**Extrait du document**
==================================================

Le philosophe politique Pierre Manent dresse une “situation de la France” qui loin d’être une déploration, veut la remettre debout. Un essai revigorant !Passées l’émotion et les envolées lyriques, que reste-t-il du grand sursaut “citoyen” de janvier 2015, au lendemain des attentats ? A-t-il déclenché une réflexion en profondeur, engendré un renouvellement des idées, conduit à mettre en œuvre de nouvelles dispositions pour aider les Français à vivre dans l’unité et la sécurité ? Nullement : on s’est contenté d’augmenter le volume sonore pour reprendre en boucle des slogans creux sur la “laïcité”, la non-discrimination ou sur l’innocuité du “véritable islam” dans un pays prétendument stérile comme une chambre d’hôpital par l’effacement officiel du “religieux”. Donc rien n’est réglé.
Pas étonnant, car “tout est faux dans cette thèse”, explique le philosophe et politologue Pierre Manent dans un essai d’une rare acuité. Ce n’est pas en niant le fait religieux, l’identité chrétienne de la France, l’apport du judaïsme comme la réalité de l’islam, et en sommant chaque citoyen de déposer sa religion au vestiaire avant de pénétrer dans “l’espace public”, que l’on peut rendre crédible et désirable le “vivre ensemble”. Au contraire : “Au lieu de rechercher une neutralité impossible, qui couvrirait en fait une guerre sournoise, nous devons accepter et organiser la coexistence publique des religions”, mieux encore, “leur participation à la conversation civique”.

==================================================

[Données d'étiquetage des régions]
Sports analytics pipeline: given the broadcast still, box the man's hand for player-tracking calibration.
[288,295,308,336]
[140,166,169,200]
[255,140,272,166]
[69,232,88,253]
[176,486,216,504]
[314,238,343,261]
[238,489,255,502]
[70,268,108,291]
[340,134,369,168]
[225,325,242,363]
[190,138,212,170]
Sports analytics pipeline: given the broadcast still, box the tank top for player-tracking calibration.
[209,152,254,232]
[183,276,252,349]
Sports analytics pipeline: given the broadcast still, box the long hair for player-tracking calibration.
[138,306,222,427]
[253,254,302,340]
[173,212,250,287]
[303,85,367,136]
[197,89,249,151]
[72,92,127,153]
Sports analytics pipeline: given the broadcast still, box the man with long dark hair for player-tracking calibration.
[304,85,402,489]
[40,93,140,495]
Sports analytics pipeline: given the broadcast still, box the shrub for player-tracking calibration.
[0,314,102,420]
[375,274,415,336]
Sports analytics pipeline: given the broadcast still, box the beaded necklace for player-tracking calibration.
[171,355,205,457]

==================================================

**Objet de l'exercice**
Recopiez fidèlement le passage de l'article sur l'essai de Pierre Manent, depuis « Le philosophe politique » jusqu'à « rien n’est réglé. » inclus. Les données ne jouent aucun rôle dans cet exercice.

**Résultat**
Le philosophe politique Pierre Manent dresse une “situation de la France” qui loin d’être une déploration, veut la remettre debout. Un essai revigorant !Passées l’émotion et les envolées lyriques, que reste-t-il du grand sursaut “citoyen” de janvier 2015, au lendemain des attentats ? A-t-il déclenché une réflexion en profondeur, engendré un renouvellement des idées, conduit à mettre en œuvre de nouvelles dispositions pour aider les Français à vivre dans l’unité et la sécurité ? Nullement : on s’est contenté d’augmenter le volume sonore pour reprendre en boucle des slogans creux sur la “laïcité”, la non-discrimination ou sur l’innocuité du “véritable islam” dans un pays prétendument stérile comme une chambre d’hôpital par l’effacement officiel du “religieux”. Donc rien n’est réglé.